▶ [TASK DIRECTIONS]
The listing is to be reproduced exactly, excluding its pictures.

DATA SHOWN below:

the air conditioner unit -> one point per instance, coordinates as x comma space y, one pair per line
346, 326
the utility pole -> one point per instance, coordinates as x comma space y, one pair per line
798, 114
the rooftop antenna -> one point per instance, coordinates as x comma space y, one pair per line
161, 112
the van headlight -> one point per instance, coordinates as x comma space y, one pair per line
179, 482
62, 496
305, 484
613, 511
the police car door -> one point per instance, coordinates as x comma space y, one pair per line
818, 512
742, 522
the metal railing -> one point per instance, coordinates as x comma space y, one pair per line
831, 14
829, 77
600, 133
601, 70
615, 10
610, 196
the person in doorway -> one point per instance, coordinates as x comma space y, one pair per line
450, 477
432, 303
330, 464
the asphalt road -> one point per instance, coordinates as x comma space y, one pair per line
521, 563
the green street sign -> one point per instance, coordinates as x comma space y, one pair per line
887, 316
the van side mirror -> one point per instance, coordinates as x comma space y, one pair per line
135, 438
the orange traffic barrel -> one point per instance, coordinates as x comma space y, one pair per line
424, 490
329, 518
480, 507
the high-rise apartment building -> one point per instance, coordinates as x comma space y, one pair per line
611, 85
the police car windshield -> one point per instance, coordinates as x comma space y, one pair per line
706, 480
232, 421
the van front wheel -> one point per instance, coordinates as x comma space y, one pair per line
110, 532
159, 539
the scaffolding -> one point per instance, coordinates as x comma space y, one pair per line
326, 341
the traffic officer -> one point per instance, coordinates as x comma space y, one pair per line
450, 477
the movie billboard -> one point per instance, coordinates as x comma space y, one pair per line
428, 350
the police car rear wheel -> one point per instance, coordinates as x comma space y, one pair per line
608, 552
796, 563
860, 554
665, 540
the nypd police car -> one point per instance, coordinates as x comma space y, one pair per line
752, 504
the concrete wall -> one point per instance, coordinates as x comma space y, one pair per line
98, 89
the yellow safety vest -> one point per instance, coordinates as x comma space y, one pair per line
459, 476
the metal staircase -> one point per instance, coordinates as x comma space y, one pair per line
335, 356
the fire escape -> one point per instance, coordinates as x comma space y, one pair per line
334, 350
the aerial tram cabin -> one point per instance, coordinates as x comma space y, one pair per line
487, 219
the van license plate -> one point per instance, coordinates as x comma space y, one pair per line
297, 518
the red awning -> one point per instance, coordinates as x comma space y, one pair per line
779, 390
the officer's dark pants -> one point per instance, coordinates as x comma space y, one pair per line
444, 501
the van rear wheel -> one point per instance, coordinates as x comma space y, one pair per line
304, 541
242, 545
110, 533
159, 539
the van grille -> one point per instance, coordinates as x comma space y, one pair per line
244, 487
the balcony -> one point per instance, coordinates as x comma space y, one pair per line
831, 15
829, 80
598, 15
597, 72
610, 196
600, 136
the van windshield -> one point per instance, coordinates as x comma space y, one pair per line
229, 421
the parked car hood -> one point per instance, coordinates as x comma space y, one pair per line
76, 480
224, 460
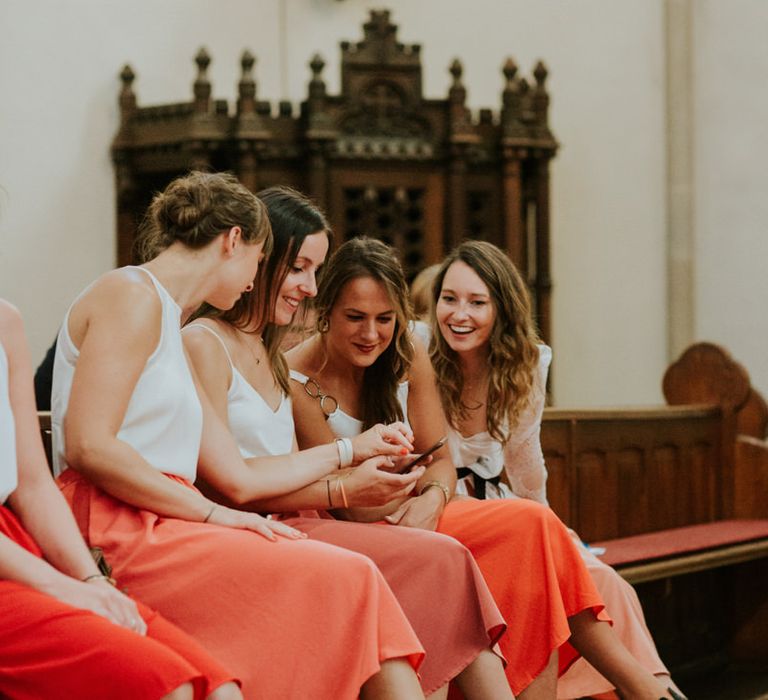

End of DATA SHOWN.

▶ [ANSWER TO THIS TASK]
the air conditioner unit -> one point per instance, coordinates as x comma space y, one pair per line
346, 326
the utility pole -> one point per instance, coordinates as x comma space y, one pair per line
798, 114
the rooftop antenna -> one point per instance, coordinates as x comma space y, one pair per line
161, 112
the van headlight -> one point per instance, coordinates as x comma space y, one pair per line
179, 482
62, 496
305, 484
613, 511
the police car door -> one point per instance, coordinates as x comma space y, one pair per line
818, 512
742, 522
the metal railing -> one point per instance, coordinates as x comma space y, one pair per line
831, 14
829, 77
600, 133
601, 70
615, 10
610, 196
the person in doorway -> one point per instance, coordinates as x comma space y, one pair per line
450, 477
432, 303
330, 464
the asphalt road -> one point per instance, coordinates as x comma space y, one pair per line
521, 563
the green street sign -> one point per instance, coordinates as x comma space y, one pair per line
887, 316
the van side mirror -> one point per instance, coordinates as x comma space y, one pair per line
135, 438
the orange traffic barrel -> one point per instance, coordinates as x comma space y, one pair per line
424, 490
329, 518
480, 507
the high-rise apartment building -> one point per instance, coordinates as x comma space y, one pair per line
611, 85
the police car windshield -> one point per instance, coordinates as x comma space y, one pair per line
706, 480
232, 421
the van front wheel -> one point per instance, coordinates as x comma space y, one pair per line
110, 532
159, 539
the scaffolding -> one point per instance, coordinates as x comma space y, one pair per line
326, 341
the traffic officer -> one point per instance, coordinates as x comma space y, one pair per line
450, 477
the movie billboard -> one point per instance, coordinates as x comma space y, one pair per line
428, 350
the police car rear wheel -> one point per instance, coordinates as x comma space y, one pair per line
608, 552
796, 563
860, 554
665, 540
the nypd police car -> one point per instance, coordinates as x comma space y, one pair per line
752, 504
the concrete wall -> one point per instance, coordinates as x comma space y, one pair per line
98, 89
the yellow safety vest -> one point per instance, coordinates as x comma space y, one pair per line
459, 476
the metal staircase -> one point per instance, coordinates as x comma space y, one pair per line
335, 356
the fire escape -> one point per instance, coordinates as x comma space y, one pair per line
334, 350
the aerial tram cabin -> one point per instance, coordinates as x comma space y, one pair per line
487, 219
the van license plate -> one point per instance, coordinates as x comma space y, one pair per line
297, 518
the red awning -> one point per instance, coordinates as x comma space y, one pair per line
779, 390
the officer's dark pants -> one point per instance, coordinates as x comma space y, one pair per line
444, 501
the van rear wheel -> one point per instance, coordinates as x comma space y, one pair per line
304, 541
242, 545
110, 533
159, 539
the van grille -> one point per instance, coordinates as x comma space y, one pair per line
244, 487
the balcony -> one point per instance, coordinates as x comma space y, one pair per line
831, 15
829, 80
598, 15
597, 72
610, 196
600, 136
the van windshield -> one point per instance, coordinates as x comma space y, one pair per line
229, 421
the parked car hood -> one point per instance, coordinates as x comma space y, one pair per line
76, 480
224, 460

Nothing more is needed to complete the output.